▸ **What you should do**
Leave out every picture, then transcribe the rest of the listing exactly.

Image point annotation entries:

-- START --

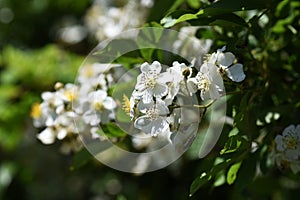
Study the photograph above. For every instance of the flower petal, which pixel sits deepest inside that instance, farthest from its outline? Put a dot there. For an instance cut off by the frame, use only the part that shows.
(46, 136)
(160, 90)
(288, 130)
(225, 59)
(236, 73)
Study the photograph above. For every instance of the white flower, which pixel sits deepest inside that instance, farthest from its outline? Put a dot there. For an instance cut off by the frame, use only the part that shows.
(154, 121)
(289, 142)
(99, 108)
(176, 80)
(151, 83)
(207, 81)
(47, 136)
(51, 100)
(68, 93)
(225, 62)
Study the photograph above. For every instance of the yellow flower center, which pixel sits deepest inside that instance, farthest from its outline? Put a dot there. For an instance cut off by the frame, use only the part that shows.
(204, 83)
(70, 95)
(88, 71)
(150, 83)
(291, 142)
(36, 111)
(98, 106)
(126, 104)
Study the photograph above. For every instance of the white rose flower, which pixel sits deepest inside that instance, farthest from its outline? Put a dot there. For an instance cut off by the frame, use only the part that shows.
(207, 81)
(154, 121)
(151, 83)
(225, 62)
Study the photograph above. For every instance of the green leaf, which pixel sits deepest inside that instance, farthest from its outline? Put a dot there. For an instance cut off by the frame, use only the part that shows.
(148, 40)
(80, 159)
(112, 130)
(247, 171)
(232, 173)
(199, 182)
(234, 143)
(215, 11)
(195, 4)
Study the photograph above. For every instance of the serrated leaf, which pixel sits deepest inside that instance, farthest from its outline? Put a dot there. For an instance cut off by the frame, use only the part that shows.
(232, 173)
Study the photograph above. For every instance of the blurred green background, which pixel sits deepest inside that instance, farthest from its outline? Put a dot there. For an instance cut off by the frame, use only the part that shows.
(33, 57)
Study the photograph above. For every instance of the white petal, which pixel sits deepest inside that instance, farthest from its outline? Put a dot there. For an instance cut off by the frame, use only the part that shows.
(156, 66)
(47, 95)
(158, 126)
(142, 122)
(160, 90)
(161, 107)
(109, 103)
(288, 130)
(46, 136)
(225, 59)
(145, 67)
(279, 143)
(192, 85)
(62, 133)
(236, 73)
(147, 97)
(140, 85)
(167, 77)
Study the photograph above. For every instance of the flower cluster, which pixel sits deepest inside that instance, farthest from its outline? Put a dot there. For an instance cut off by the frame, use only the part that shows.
(287, 148)
(87, 102)
(153, 105)
(154, 98)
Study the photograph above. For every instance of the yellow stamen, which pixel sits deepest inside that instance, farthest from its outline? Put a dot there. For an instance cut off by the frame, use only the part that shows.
(126, 104)
(70, 95)
(36, 110)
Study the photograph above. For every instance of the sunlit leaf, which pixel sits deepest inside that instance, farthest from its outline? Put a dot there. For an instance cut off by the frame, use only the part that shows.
(232, 173)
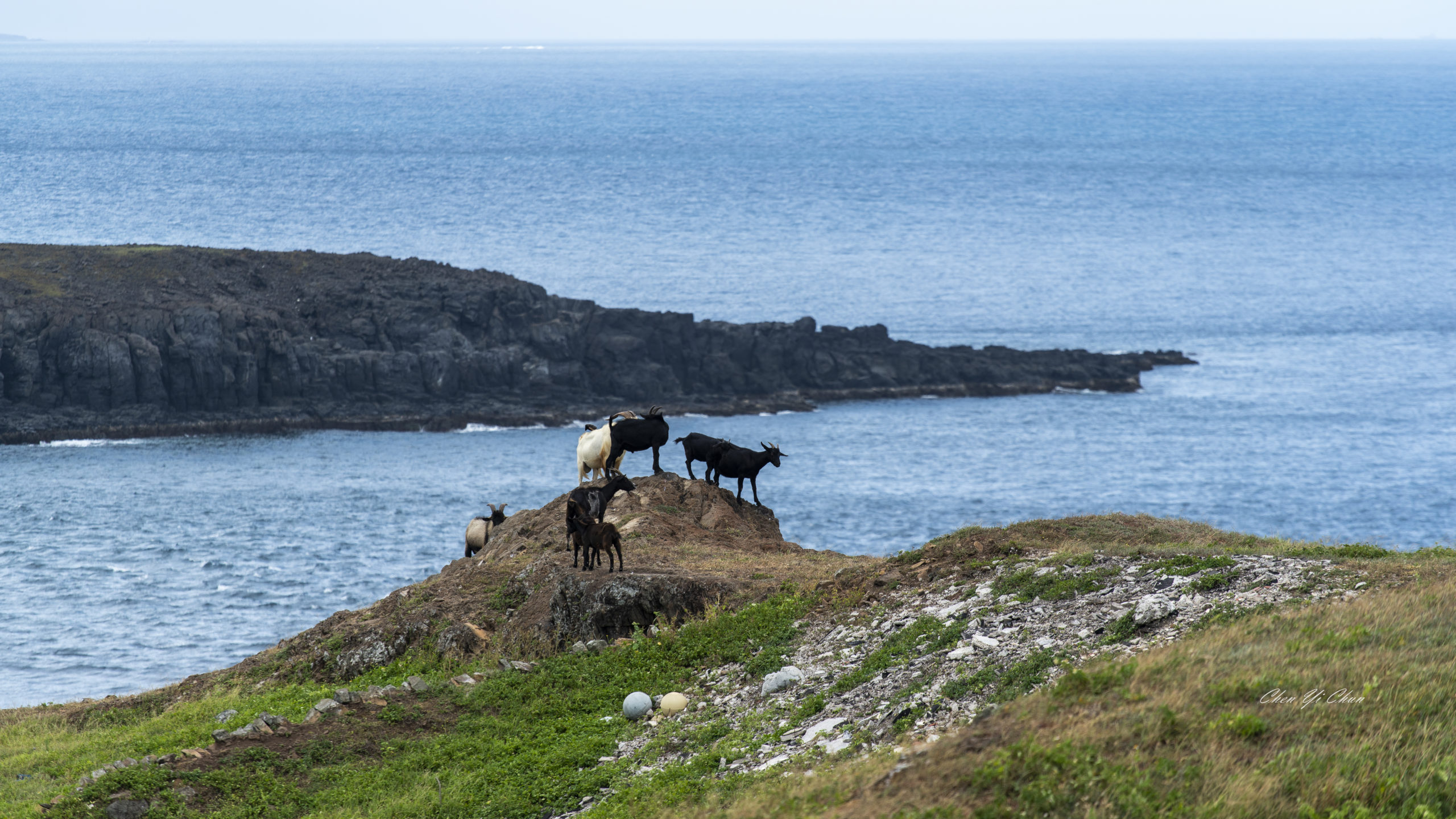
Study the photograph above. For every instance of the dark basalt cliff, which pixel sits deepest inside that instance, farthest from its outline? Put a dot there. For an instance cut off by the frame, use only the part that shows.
(102, 341)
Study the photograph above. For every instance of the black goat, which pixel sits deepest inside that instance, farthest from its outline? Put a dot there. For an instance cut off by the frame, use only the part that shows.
(740, 462)
(593, 538)
(715, 457)
(592, 503)
(635, 435)
(696, 446)
(478, 534)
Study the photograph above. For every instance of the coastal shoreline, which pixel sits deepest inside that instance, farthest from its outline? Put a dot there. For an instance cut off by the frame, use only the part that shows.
(146, 341)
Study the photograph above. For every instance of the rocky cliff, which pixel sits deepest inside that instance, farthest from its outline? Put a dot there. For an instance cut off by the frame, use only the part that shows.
(160, 340)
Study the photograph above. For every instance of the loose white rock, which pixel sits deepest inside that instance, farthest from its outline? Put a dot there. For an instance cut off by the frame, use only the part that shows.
(637, 706)
(772, 763)
(781, 680)
(1151, 608)
(820, 727)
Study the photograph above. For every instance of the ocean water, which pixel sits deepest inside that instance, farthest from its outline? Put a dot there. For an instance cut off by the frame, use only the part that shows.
(1282, 212)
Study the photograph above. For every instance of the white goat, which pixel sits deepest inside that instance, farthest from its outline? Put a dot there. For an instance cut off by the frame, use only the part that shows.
(594, 446)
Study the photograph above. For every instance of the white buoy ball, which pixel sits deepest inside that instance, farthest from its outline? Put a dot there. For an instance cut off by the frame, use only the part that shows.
(673, 703)
(637, 706)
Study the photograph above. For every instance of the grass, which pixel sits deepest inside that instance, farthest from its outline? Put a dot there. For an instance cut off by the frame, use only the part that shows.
(1324, 712)
(924, 636)
(1181, 732)
(1027, 586)
(522, 742)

-- END --

▸ **Solution for this problem**
Study the photograph above. For every instance of the flower petal, which pixel sits deepest inside that instance, farthest from its outline? Put a dot there. For an instance cut off by the frame, use only the part that shows.
(46, 136)
(160, 90)
(288, 130)
(225, 59)
(236, 73)
Study the photograph above. For every instance of the white flower, which pixel sits deepest inside that instance, farthest from its outline? Put a dot there. For an instance cut off by the frame, use only the part that shows.
(154, 121)
(289, 142)
(99, 108)
(176, 80)
(151, 83)
(207, 81)
(47, 136)
(51, 100)
(68, 93)
(225, 62)
Study the photograph above. For every instance of the yellow flower center, which pixel sits deepest inside that instance, farthest from its outline? Put a dot there. For an instance cut off by the frame, use only the part that shows.
(204, 83)
(70, 95)
(88, 71)
(150, 83)
(291, 142)
(36, 111)
(98, 106)
(126, 104)
Study the photograph above. For every instance of the white rose flower, which pixel sits deepest inside that instance, farthest from its outline? Put a dot there. For an instance cut off by the frame, use only the part that shows.
(207, 81)
(154, 121)
(151, 83)
(225, 62)
Study the photograph above. For every instance of the green leaf, which pixel sits deepest inside that instance, farthest from its outline? Put a dot there. For an instance cut off by the frame, use only the part that shows.
(148, 40)
(80, 159)
(112, 130)
(247, 171)
(232, 173)
(199, 182)
(234, 143)
(215, 11)
(195, 4)
Study the photograph above. For every instance of the serrated leaf, which pixel sits deepest inside that instance, farthest from its outline? Put a dot there. For an instance cut off by the frame, use only the part that shows.
(232, 173)
Study the photograph above. For every instance of the blurred green background, which pixel sits deepest inside that instance, farthest from its outline? Put a dot there. For an instance cut off by the frame, use only the part that shows.
(33, 57)
Study the photograph above. For every instance of the white petal, which pixel sits deepest inside that instance, farthest from its outline? Put a dot there. For an instance cut off by the frame, use only the part that shows.
(156, 66)
(47, 95)
(158, 126)
(142, 122)
(160, 90)
(161, 107)
(109, 103)
(288, 130)
(46, 136)
(225, 59)
(145, 67)
(279, 143)
(192, 85)
(62, 133)
(236, 73)
(147, 97)
(140, 85)
(167, 77)
Study the photograph above. For every instance of the flower cluster, which pixel sits deepest inside that instance, farthest from its outline? Put a dot there. For an instance cut off by the frame, use only the part that shows.
(287, 148)
(87, 102)
(153, 105)
(154, 98)
Study the photograph above. For every instance of the yellow stamen, which pixel sits deepest inside that instance, farthest from its outline? Put a dot there. For an instance cut off by the frame, use only the part that shows.
(126, 104)
(70, 95)
(36, 110)
Study the photograph above. For every instance of the sunlit leaf, which pixel sits deepest inside that instance, farthest from its outline? Put a dot there. For an instance cut off by the frame, use only the part that shows.
(232, 173)
Study the photograph above. For every instance of the dark basalt cliff, which pixel sits deepest inside that instance, farthest from its outline? Put a dot there. For an instance cut off by the frame, use only the part that shows.
(102, 341)
Study the photograph above. For every instance of the black goat, which pixel sits deepest inside that instance, farthest from its outline? Put a dot there. For an instance cut off by the frame, use only the part that shows.
(740, 462)
(593, 538)
(715, 457)
(592, 503)
(635, 435)
(696, 446)
(478, 534)
Study the photograph above. For every instance of the coastal shoreline, which pixel sits deepest inside that instance, farthest from its outline? Put a dot there. For an instance cut off by the frame, use only the part that shows.
(146, 341)
Study the photograph above. For every instance of the rocky cliff, which pixel sits deepest inside that instance, farthest from its outline? Put a dot there. For an instance cut off by the frame, use only the part that shows.
(160, 340)
Study the photograph above. For every instance of the loose white rock, which pixel sits deepest inside that instance, farthest from its outline? Put a dot there. For an instance cut off by the frame, use only the part that shows.
(637, 706)
(772, 763)
(781, 680)
(1151, 608)
(820, 727)
Study the photograph above. For every instance of the ocean water, which pixel sits deepest inside that instance, farthest from its outline? Put a dot there. For an instance cut off by the frame, use only the part that shows.
(1282, 212)
Study the photograph above. For every instance of the white goat, which pixel sits deepest inside that instance, farthest from its outline? Put a dot there. For an instance cut off by the frame, use only the part that shows.
(594, 446)
Study the photograph above. For every instance of the white buoy ball, which pixel sits deepest inside that instance, farthest from its outline? Put a dot there. For an instance cut off by the frame, use only the part that shows.
(673, 703)
(637, 706)
Study the photograph above. For every instance of the grass, which pixel sits deepest inside that instance, farthest from its outline? Put a dot there. For an instance cut off by the frame, use only the part that shows.
(1324, 712)
(924, 636)
(1181, 732)
(1027, 586)
(522, 742)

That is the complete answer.